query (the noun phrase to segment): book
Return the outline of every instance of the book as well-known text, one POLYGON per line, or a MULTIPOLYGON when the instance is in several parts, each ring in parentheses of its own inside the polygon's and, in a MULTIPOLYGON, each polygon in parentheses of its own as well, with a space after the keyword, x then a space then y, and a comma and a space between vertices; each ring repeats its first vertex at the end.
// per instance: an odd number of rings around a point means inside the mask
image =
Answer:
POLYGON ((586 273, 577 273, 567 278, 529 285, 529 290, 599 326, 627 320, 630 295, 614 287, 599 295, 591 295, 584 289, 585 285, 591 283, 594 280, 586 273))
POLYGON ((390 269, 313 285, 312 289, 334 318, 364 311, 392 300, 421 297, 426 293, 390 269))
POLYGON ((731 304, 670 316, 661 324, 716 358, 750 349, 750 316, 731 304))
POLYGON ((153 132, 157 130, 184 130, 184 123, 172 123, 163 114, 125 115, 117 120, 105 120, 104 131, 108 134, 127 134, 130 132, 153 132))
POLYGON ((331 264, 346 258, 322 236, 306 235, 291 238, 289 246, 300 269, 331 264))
----
» **Direction**
Reproduce every record above line for line, with nothing changed.

» **Task response**
query (the noun phrase to segment): book
Return the outline of every instance of the book as well-known text, one POLYGON per line, or a MULTIPOLYGON when the instance is in several parts, each ring in parentheses of its own inside the polygon's and, in a MULTIPOLYGON, each polygon in parentheses of its own as well, with a space after the keyword, x then a space then y, and a comma and a space between vertices; each ring repeats its first vertex at the end.
// per instance: an odd number of rings around a point means inside the mask
image =
Answer:
POLYGON ((586 273, 577 273, 567 278, 529 285, 529 290, 599 326, 627 320, 630 295, 614 287, 599 295, 591 295, 584 289, 585 285, 591 283, 594 280, 586 273))
POLYGON ((390 269, 313 285, 312 289, 334 318, 364 311, 392 300, 421 297, 426 293, 390 269))
POLYGON ((731 304, 670 316, 661 324, 716 358, 750 349, 750 316, 731 304))
POLYGON ((153 132, 157 130, 184 130, 184 123, 172 123, 163 114, 125 115, 117 120, 105 120, 104 131, 108 134, 127 134, 130 132, 153 132))
POLYGON ((331 264, 346 258, 322 236, 306 235, 291 238, 289 246, 300 269, 331 264))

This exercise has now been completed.